*** PROVIDED PASSAGE
New Jersey affiliate of the Green Party

The Green Party of New Jersey is the state party organization for New Jersey of the Green Party of the United States. It was founded in January 1997 by Nick Mellis (chair from 2008 to 2009) and Steve Welzer.

== Activity ==
The Green Party of New Jersey is an active Green Party of the U.S. state affiliate, having nominated over 150 candidates for office since it began in 1997. The party experienced its first non-partisan electoral victory in 1999 when Gary Novosielski was elected to the Board of Education of the Rutherford School District.

In January 2003, Matt Ahearn, a New Jersey state legislator who had been elected to the New Jersey General Assembly as a Democrat in 2002, switched his registration to the Green Party, becoming the party's first state-level representative. Ahearn ran for re-election as a Green Party candidate in 2003 but lost to Robert M. Gordon, the Democratic candidate for office.

In 2012 2012, medical marijuana advocate Ken Wolski was the Green Party nominee for U.S. Senator. He finished fourth out of eleven candidates.

In May 2016, the Green Party of New Jersey saw a spike in registration with as many new voters in two months as it had in the past four years. By the end of 2016, there were 3,252 voters registered as Green.

In the 2016 election, Green Camden City Council candidate Gary Frazier received 6% of the vote, and Green Congressional candidates Raj Mailiah and Steve Welzer each received 0.7%.

The Green Party of New Jersey's 2017 gubernatorial candidate was Rev. Seth Kaper-Dale of Highland Park with Lisa R. Durden of Newark as his running mate. By November 2017, ten New Jersey counties had local affiliates recognized by the state party: Monmouth, Ocean, Atlantic, Gloucester, Essex, Camden, Bergen, Union, Mercer, and Morris.

Two candidates ran in the 2018 general election: professor and activist Madelyn Hoffman for U.S. Senate, and attorney and activist Diane Moxley for Congressional District 7. Hoffman received 25,150 votes and Moxley received 2,676 votes.

State party co-chair Craig Cayetano ran for Hawthorne Council in 2019 and 2020. Madelyn Hoffman ran for U.S. Senate again in the 2020 election, winning 38,288 votes and coming in third. Incumbent Jessica Clayton ran for a second term on the Brick, NJ school board and lost after a very close recount.

Green Party affiliate Dr. Corey Teague serves on the Paterson Board of Education after being elected in 2019 with the largest number of votes.
******
*** EXTRACTED RECORDS
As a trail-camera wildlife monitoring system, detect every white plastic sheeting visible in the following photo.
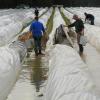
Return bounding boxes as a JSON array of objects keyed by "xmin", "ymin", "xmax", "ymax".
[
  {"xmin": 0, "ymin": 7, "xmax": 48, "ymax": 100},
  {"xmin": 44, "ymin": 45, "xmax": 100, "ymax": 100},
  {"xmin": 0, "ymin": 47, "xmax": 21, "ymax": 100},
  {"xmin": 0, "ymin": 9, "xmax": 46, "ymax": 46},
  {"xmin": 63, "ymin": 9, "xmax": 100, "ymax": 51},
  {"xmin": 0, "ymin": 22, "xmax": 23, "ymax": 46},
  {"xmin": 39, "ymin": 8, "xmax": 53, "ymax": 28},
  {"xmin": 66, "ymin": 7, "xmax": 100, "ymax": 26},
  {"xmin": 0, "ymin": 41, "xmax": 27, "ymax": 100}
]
******
REQUIRED ACTION:
Reproduce the passage on the Green Party of New Jersey from "New Jersey affiliate" up to and including "and Steve Welzer.", keeping every word and punctuation mark unchanged.

ANSWER BELOW:
New Jersey affiliate of the Green Party

The Green Party of New Jersey is the state party organization for New Jersey of the Green Party of the United States. It was founded in January 1997 by Nick Mellis (chair from 2008 to 2009) and Steve Welzer.